** start DATA ENTRIES **
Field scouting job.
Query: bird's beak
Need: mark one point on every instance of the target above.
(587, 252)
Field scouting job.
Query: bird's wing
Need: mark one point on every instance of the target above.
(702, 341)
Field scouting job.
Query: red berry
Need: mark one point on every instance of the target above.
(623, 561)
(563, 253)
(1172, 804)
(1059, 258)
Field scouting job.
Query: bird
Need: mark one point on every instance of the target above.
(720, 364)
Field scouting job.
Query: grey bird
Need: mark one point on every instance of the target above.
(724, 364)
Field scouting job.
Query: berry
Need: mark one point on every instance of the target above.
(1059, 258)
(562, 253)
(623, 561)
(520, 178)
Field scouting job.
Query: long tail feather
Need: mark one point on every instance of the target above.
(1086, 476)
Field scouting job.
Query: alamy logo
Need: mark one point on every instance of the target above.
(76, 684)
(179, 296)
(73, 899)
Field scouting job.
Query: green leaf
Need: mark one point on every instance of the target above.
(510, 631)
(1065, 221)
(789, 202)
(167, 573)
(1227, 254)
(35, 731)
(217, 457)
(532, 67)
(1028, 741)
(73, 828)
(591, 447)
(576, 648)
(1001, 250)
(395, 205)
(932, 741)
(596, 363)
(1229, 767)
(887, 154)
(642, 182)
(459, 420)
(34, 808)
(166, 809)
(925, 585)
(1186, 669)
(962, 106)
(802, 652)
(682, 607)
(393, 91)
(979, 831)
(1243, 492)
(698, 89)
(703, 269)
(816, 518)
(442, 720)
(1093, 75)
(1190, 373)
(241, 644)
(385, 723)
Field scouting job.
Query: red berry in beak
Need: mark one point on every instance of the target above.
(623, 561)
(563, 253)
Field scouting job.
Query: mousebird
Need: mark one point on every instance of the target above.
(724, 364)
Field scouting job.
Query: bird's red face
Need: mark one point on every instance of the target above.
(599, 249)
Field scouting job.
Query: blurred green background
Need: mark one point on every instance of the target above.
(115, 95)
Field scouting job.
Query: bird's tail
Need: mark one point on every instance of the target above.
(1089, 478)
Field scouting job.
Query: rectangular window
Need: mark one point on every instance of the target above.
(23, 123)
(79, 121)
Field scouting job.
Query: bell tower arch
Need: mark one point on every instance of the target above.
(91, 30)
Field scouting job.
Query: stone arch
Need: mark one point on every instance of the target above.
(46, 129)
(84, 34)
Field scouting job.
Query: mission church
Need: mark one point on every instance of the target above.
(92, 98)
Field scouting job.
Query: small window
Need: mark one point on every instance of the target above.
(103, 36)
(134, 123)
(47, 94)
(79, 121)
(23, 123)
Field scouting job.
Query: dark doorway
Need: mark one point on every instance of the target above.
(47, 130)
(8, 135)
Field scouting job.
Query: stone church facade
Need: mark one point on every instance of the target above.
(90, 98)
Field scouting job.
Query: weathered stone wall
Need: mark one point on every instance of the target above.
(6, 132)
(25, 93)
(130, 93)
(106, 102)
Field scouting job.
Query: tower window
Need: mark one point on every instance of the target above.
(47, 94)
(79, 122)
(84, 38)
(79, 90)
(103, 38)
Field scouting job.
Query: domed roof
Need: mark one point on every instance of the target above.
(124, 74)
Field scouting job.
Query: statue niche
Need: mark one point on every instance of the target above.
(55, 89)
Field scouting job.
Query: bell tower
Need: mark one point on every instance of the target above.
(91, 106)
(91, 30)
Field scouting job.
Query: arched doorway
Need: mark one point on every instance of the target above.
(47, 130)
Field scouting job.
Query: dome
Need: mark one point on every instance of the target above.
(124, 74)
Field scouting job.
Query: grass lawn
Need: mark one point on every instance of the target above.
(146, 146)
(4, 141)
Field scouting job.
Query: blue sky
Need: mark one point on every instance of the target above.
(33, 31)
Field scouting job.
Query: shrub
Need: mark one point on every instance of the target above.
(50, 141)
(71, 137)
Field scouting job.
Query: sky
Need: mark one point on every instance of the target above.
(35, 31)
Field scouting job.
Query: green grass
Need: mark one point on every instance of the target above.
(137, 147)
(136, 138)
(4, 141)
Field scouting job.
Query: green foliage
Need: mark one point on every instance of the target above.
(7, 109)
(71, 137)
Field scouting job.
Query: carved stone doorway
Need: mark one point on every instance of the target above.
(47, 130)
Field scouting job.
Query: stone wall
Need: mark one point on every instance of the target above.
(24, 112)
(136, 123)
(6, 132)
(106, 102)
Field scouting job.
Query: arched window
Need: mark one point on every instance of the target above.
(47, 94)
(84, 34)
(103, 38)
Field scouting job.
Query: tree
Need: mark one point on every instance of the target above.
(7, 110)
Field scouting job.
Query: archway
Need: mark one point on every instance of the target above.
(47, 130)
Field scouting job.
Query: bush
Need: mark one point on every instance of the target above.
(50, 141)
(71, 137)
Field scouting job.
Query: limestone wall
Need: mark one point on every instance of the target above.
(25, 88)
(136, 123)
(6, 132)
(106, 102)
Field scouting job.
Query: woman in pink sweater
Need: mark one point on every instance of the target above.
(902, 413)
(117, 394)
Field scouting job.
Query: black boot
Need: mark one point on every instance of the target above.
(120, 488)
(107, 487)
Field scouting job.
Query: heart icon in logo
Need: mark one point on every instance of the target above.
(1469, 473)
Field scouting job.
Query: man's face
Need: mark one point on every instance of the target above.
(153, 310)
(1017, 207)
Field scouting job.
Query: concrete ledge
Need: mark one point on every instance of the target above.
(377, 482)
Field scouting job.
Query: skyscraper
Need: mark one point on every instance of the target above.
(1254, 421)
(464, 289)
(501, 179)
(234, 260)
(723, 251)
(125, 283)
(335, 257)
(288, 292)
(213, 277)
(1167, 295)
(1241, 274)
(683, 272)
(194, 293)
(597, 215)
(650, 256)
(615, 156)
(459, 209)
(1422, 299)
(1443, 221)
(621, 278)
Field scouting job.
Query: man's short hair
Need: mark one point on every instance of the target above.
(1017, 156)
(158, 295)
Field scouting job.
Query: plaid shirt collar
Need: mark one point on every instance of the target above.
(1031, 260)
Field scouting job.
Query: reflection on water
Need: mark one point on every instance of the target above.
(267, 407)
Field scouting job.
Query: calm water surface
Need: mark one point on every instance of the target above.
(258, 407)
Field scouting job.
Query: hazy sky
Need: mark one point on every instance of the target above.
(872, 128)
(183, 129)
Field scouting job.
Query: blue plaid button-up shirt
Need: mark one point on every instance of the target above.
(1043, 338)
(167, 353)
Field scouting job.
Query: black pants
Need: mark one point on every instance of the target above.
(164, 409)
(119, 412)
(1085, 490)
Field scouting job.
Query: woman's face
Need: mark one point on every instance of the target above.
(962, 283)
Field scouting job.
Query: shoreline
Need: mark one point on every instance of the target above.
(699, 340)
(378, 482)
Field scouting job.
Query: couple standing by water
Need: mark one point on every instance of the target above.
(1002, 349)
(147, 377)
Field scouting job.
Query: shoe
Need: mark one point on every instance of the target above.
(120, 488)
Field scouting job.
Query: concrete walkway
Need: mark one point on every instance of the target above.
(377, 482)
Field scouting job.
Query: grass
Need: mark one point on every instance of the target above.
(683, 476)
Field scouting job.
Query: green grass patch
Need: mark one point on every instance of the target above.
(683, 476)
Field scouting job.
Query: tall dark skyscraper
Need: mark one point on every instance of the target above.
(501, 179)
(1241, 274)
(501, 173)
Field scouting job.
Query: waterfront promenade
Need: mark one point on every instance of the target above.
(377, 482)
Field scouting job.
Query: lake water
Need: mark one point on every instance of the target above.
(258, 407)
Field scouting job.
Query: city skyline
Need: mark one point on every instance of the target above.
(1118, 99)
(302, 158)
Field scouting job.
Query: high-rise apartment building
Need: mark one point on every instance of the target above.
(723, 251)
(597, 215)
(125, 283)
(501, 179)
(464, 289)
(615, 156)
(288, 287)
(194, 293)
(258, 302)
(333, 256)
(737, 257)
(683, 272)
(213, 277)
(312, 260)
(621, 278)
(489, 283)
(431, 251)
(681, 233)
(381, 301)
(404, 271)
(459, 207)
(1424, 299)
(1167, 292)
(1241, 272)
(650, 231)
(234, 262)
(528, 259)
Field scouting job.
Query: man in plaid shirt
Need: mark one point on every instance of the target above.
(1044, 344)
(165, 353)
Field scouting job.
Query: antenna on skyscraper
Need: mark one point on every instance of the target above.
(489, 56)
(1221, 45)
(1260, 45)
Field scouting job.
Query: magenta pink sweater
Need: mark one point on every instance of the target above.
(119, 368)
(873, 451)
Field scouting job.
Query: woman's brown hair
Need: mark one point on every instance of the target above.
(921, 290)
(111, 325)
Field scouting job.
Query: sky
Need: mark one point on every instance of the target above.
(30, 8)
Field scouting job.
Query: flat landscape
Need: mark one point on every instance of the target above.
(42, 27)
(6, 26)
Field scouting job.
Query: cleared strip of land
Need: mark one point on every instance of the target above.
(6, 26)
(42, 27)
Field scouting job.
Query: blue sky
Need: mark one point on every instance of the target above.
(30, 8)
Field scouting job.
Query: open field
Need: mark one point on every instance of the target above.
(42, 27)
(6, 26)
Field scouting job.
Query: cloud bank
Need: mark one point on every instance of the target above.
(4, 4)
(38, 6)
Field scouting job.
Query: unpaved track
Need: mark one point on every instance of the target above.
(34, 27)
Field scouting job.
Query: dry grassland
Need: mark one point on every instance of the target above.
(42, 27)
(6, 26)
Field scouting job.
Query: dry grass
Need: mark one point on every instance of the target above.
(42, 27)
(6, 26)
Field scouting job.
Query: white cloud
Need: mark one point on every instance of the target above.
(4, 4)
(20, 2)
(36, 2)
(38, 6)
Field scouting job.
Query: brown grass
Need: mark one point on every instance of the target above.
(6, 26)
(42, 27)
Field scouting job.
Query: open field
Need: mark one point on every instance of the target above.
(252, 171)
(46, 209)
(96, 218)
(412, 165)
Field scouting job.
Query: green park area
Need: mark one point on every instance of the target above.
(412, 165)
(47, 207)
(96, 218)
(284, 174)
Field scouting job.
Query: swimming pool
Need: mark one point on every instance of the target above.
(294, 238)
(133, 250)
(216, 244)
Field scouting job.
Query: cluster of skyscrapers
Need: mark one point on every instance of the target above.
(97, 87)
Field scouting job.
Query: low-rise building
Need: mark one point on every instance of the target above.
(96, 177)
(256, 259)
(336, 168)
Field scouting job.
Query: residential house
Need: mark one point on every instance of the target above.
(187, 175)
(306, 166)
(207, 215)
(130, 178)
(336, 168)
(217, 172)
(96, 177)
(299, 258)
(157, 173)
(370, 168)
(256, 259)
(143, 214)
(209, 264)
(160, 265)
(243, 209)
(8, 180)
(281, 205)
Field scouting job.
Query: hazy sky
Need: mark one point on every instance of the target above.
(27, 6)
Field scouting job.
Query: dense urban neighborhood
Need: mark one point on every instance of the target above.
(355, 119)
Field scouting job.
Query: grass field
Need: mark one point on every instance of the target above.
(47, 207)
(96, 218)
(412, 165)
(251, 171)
** end DATA ENTRIES **
> **WRITTEN TASK**: Report how many lines in the entries contain the word "wall", and give only the number.

> **RESULT OF THE EXERCISE**: 3